>>>>

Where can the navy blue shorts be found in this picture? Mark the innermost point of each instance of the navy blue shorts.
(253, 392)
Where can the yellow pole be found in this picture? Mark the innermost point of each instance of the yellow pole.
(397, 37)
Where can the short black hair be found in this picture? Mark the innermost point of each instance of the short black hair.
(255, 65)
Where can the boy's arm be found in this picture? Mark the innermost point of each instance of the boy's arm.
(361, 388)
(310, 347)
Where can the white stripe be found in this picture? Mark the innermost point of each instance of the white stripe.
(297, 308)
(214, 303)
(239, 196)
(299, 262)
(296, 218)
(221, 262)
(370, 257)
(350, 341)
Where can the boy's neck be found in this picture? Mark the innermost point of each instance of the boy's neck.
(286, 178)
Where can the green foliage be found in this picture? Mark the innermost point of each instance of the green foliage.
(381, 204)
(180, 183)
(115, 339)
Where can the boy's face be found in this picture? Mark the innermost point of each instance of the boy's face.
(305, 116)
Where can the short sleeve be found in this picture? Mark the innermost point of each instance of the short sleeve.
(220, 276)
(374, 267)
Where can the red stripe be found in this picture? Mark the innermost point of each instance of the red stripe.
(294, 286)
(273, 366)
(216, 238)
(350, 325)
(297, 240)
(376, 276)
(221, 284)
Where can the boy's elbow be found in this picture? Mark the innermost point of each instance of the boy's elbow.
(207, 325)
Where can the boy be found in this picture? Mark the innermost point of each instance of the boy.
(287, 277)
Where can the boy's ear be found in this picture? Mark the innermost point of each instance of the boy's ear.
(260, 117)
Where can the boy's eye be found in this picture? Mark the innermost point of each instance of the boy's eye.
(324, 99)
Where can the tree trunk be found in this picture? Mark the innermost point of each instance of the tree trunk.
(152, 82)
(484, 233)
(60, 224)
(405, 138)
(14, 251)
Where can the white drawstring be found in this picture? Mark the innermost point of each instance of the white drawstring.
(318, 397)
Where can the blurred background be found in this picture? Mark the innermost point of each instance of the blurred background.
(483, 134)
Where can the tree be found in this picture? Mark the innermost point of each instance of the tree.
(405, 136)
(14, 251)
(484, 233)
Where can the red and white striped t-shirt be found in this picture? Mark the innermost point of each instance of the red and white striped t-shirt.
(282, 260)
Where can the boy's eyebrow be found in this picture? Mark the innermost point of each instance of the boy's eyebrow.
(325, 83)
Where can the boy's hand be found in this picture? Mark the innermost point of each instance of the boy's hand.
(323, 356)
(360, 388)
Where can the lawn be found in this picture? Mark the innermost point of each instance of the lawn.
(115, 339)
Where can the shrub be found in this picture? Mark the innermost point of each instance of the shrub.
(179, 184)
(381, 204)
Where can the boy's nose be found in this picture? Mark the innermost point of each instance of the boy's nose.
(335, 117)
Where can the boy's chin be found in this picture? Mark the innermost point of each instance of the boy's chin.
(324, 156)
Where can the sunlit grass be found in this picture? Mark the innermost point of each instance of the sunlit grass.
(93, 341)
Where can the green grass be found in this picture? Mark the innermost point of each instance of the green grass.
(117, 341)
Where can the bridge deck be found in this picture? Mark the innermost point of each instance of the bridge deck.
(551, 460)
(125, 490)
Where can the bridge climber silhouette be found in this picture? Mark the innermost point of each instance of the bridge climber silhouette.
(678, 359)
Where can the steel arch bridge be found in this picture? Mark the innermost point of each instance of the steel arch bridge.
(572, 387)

<<<<

Exactly as they appear, print the lines from the one holding "Where can the bridge climber" through the final line of the entries, and no others.

Where can the bridge climber silhouette be found in this picture? Mark the innermost point of each instance of the bridge climber silhouette.
(678, 359)
Where can the steel arch bridge be found in this picture? Mark the innermost point of each instance of the steel arch bridge.
(572, 387)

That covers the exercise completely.